[Image object location entries]
[BEGIN]
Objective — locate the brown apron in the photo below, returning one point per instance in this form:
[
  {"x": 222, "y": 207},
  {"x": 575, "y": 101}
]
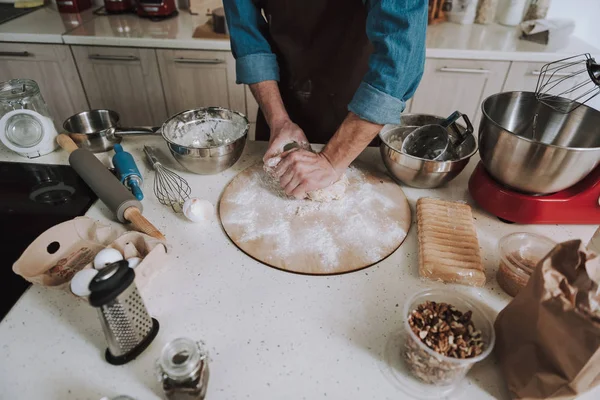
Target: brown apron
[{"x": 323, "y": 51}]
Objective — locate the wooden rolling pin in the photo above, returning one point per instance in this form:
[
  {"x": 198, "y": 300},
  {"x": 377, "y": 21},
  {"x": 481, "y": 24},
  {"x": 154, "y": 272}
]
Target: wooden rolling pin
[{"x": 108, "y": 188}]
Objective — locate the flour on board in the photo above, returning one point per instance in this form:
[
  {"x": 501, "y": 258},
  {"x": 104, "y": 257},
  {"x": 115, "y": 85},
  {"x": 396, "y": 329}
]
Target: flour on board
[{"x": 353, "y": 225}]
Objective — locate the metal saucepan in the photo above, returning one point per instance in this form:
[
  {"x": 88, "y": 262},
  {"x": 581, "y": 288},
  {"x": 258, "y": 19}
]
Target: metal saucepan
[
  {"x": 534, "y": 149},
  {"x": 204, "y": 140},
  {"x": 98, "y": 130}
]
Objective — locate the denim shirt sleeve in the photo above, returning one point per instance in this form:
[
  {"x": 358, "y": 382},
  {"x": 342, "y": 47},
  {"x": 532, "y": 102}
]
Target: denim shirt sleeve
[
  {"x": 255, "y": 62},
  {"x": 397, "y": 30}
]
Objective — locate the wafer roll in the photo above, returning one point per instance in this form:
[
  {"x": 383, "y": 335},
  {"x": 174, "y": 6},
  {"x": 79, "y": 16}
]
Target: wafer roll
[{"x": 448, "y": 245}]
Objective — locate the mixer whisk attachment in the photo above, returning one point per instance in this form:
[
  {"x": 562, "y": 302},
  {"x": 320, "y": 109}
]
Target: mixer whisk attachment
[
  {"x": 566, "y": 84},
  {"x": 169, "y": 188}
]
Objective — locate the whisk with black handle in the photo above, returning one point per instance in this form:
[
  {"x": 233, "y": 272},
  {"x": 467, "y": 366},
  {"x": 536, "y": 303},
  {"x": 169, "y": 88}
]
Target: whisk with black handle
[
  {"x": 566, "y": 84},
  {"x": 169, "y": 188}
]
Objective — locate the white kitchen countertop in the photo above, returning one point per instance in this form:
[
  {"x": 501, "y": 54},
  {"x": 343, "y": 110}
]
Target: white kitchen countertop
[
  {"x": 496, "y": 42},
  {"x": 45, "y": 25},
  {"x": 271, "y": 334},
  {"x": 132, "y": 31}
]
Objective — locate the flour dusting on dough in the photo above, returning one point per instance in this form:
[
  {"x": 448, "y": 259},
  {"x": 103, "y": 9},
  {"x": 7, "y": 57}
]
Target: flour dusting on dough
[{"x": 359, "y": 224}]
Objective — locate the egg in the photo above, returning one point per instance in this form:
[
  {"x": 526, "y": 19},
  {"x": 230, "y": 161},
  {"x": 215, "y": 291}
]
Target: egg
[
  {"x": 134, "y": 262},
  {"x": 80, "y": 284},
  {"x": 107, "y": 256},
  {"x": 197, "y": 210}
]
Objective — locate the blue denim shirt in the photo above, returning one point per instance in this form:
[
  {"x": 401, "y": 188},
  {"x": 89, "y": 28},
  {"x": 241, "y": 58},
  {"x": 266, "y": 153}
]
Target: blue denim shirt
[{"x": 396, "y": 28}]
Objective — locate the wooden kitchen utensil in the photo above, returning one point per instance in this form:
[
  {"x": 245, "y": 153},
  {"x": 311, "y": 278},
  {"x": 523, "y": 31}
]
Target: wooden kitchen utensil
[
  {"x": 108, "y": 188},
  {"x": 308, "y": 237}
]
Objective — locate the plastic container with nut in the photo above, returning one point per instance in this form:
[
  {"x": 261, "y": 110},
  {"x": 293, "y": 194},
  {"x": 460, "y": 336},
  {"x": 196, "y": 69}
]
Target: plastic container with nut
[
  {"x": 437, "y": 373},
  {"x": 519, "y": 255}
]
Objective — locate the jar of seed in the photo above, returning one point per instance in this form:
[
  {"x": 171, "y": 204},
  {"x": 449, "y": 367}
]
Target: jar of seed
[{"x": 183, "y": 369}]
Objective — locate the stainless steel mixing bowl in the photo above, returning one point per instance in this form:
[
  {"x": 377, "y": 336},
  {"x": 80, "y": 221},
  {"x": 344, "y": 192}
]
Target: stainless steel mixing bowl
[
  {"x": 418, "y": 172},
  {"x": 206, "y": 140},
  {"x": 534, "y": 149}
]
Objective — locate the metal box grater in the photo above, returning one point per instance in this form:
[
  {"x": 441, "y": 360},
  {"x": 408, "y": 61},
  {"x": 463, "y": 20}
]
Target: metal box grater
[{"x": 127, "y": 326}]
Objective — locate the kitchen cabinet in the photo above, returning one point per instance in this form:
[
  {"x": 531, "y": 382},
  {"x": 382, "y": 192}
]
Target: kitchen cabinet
[END]
*Request*. Reproduce all of the records above, substituting "Goal" for every occurrence of "Objective" and changing nothing else. Leave the pictures out.

*Result for this exercise*.
Goal — locate the brown apron in the photo below, returning one point per instance in this form:
[
  {"x": 222, "y": 207},
  {"x": 575, "y": 101}
]
Target: brown apron
[{"x": 323, "y": 51}]
Goal — locate the wooden rolling pin in the photo above, returning one point per instance in this form:
[
  {"x": 198, "y": 300},
  {"x": 377, "y": 21},
  {"x": 481, "y": 24},
  {"x": 154, "y": 272}
]
Target: wooden rolling pin
[{"x": 108, "y": 188}]
Goal — locate the flour on board in the photo above, returning one point per instance in this form:
[
  {"x": 501, "y": 258},
  {"x": 104, "y": 257},
  {"x": 115, "y": 85},
  {"x": 396, "y": 329}
]
Target: flour on board
[{"x": 353, "y": 225}]
Goal — locate the metal saucepan in the photo above, returning one point per instance in this form:
[
  {"x": 88, "y": 262},
  {"x": 581, "y": 288},
  {"x": 258, "y": 19}
]
Target: metal saucepan
[
  {"x": 534, "y": 149},
  {"x": 204, "y": 140},
  {"x": 98, "y": 130}
]
Goal — locate the denim shirt sleeve in the photo above, returning one point per instance in this form:
[
  {"x": 358, "y": 382},
  {"x": 342, "y": 47},
  {"x": 532, "y": 102}
]
Target: denim shirt sleeve
[
  {"x": 255, "y": 62},
  {"x": 397, "y": 30}
]
Goal — locate the wafer roll in the photo above, returning one point per instance in this form:
[
  {"x": 383, "y": 335},
  {"x": 174, "y": 6},
  {"x": 79, "y": 16}
]
Target: wafer roll
[{"x": 448, "y": 245}]
Goal — locate the mixer whisk attachment in the photo above, returning one point per instance in this form:
[
  {"x": 562, "y": 302},
  {"x": 320, "y": 109}
]
Target: mixer whisk attachment
[
  {"x": 566, "y": 84},
  {"x": 169, "y": 188}
]
Goal — locate the whisk with black handle in the photo above, returning one point per instance in this form:
[
  {"x": 233, "y": 272},
  {"x": 467, "y": 366},
  {"x": 536, "y": 303},
  {"x": 169, "y": 88}
]
Target: whisk with black handle
[
  {"x": 566, "y": 84},
  {"x": 169, "y": 188}
]
Goal — locate the white kitchen countertop in the photo above, returning one point per instance in this form:
[
  {"x": 501, "y": 54},
  {"x": 343, "y": 110}
]
Target: white kitchen countertop
[
  {"x": 496, "y": 42},
  {"x": 45, "y": 25},
  {"x": 271, "y": 334},
  {"x": 132, "y": 31}
]
Goal — locate the flour dusting on dough in the photo above, returning one point per instance in this form:
[
  {"x": 448, "y": 259},
  {"x": 103, "y": 9},
  {"x": 7, "y": 57}
]
Target: flour dusting on dough
[{"x": 359, "y": 224}]
Goal — locate the egg in the photo above, returning one point per instance in this form:
[
  {"x": 526, "y": 19},
  {"x": 230, "y": 161},
  {"x": 215, "y": 291}
]
Target: egg
[
  {"x": 134, "y": 262},
  {"x": 80, "y": 284},
  {"x": 107, "y": 256},
  {"x": 197, "y": 210}
]
Goal — locate the blue denim shirt in the photo above, returning one point per instance in this form:
[
  {"x": 401, "y": 188},
  {"x": 89, "y": 28},
  {"x": 241, "y": 58},
  {"x": 266, "y": 153}
]
Target: blue denim shirt
[{"x": 396, "y": 28}]
Goal — locate the wooden kitchen utensil in the photo above, returning one point per instance in this form:
[
  {"x": 245, "y": 153},
  {"x": 311, "y": 278},
  {"x": 523, "y": 31}
]
Target: wooden kitchen utensil
[
  {"x": 108, "y": 188},
  {"x": 308, "y": 237}
]
Goal — locate the plastic container with nut in the photo above, returning one point per instance in this form:
[
  {"x": 261, "y": 110},
  {"x": 293, "y": 194},
  {"x": 460, "y": 336},
  {"x": 196, "y": 69}
]
Target: plastic container with nut
[
  {"x": 437, "y": 373},
  {"x": 519, "y": 255}
]
Goal — locate the jar of seed in the photo above, returning one point per instance in this form:
[
  {"x": 171, "y": 204},
  {"x": 449, "y": 367}
]
Target: jar of seed
[{"x": 183, "y": 369}]
Goal — locate the stainless steel mixing bowl in the photo above, returning one point per instance in this form:
[
  {"x": 377, "y": 336},
  {"x": 80, "y": 221},
  {"x": 344, "y": 192}
]
Target: stainless steel mixing bowl
[
  {"x": 418, "y": 172},
  {"x": 206, "y": 140},
  {"x": 534, "y": 149}
]
Goal — locate the metal box grater in the photo above, returning one point per instance in this form:
[
  {"x": 441, "y": 360},
  {"x": 408, "y": 61},
  {"x": 463, "y": 20}
]
Target: metal box grater
[{"x": 127, "y": 326}]
Goal — locate the kitchen cabinet in the photo above, returning one point per instance in this form:
[
  {"x": 531, "y": 382},
  {"x": 382, "y": 192}
]
Target: kitchen cabinet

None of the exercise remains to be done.